BEGIN MATERIAL PROVIDED

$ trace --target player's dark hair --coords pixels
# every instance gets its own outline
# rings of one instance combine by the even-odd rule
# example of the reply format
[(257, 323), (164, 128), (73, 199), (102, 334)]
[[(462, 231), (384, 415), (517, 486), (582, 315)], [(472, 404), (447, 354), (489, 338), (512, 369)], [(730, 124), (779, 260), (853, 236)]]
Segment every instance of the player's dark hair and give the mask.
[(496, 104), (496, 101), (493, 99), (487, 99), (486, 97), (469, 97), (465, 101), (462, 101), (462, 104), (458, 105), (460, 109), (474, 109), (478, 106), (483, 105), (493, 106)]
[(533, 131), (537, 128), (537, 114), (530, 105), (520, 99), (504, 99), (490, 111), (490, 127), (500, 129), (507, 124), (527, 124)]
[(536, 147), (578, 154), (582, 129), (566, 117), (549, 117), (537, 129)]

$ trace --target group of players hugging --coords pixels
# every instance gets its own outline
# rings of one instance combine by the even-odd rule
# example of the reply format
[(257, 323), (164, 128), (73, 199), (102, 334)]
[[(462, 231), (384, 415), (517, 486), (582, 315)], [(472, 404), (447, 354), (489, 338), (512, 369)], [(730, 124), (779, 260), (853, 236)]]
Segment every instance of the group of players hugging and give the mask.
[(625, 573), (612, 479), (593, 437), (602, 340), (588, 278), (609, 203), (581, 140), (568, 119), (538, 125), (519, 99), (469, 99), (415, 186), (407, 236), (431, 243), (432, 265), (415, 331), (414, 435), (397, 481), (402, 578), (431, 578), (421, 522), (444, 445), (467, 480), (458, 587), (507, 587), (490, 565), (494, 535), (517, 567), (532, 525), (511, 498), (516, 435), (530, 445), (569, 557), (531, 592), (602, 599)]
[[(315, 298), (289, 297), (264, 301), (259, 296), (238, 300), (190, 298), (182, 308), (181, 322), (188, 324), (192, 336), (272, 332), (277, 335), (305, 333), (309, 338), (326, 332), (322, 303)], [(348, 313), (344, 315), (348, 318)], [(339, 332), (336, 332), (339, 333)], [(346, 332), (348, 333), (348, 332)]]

END MATERIAL PROVIDED

#### [SHORT PROBLEM]
Copy all of the items above line for line, changing nothing.

#### [RESPONSE TO THIS TASK]
$ trace --target player's dark hair --coords pixels
# every instance gets its own outline
# rings of one instance combine by the even-odd rule
# example of the reply format
[(257, 323), (164, 128), (73, 199), (102, 334)]
[[(462, 231), (384, 415), (517, 486), (582, 315)], [(472, 404), (447, 354), (489, 338), (512, 369)], [(730, 124), (779, 260), (853, 236)]]
Segment every instance of the player's dark hair and give the mask.
[(496, 104), (496, 101), (493, 99), (487, 99), (486, 97), (469, 97), (465, 101), (462, 101), (462, 104), (458, 105), (460, 109), (474, 109), (478, 106), (483, 105), (493, 106)]
[(533, 131), (537, 128), (537, 114), (530, 105), (520, 99), (504, 99), (490, 111), (490, 127), (500, 129), (507, 124), (527, 124)]
[(536, 147), (578, 154), (582, 129), (566, 117), (549, 117), (537, 129)]

$ trace --target group of players hugging --coords pixels
# every instance gets its own outline
# rings of one instance combine by the even-odd rule
# example of the reply format
[(257, 323), (164, 128), (73, 199), (102, 334)]
[[(462, 231), (384, 415), (517, 486), (582, 315)], [(472, 404), (447, 354), (489, 338), (512, 369)], [(730, 124), (779, 260), (853, 236)]]
Segment every instance of the group of players hugging and give the mask.
[(625, 573), (612, 479), (593, 437), (602, 340), (588, 278), (609, 203), (581, 140), (568, 119), (538, 125), (519, 99), (469, 99), (415, 186), (407, 236), (431, 243), (432, 265), (415, 331), (414, 435), (397, 481), (402, 578), (431, 578), (421, 522), (444, 445), (467, 480), (458, 587), (507, 587), (490, 565), (494, 535), (517, 567), (532, 525), (511, 498), (516, 435), (530, 445), (569, 557), (531, 592), (602, 599)]
[[(315, 298), (289, 297), (264, 301), (259, 296), (238, 300), (190, 298), (182, 308), (181, 322), (188, 324), (192, 336), (272, 332), (277, 335), (305, 333), (309, 338), (326, 332), (322, 303)], [(348, 313), (344, 315), (348, 318)], [(339, 332), (336, 332), (339, 333)], [(346, 332), (348, 333), (348, 332)]]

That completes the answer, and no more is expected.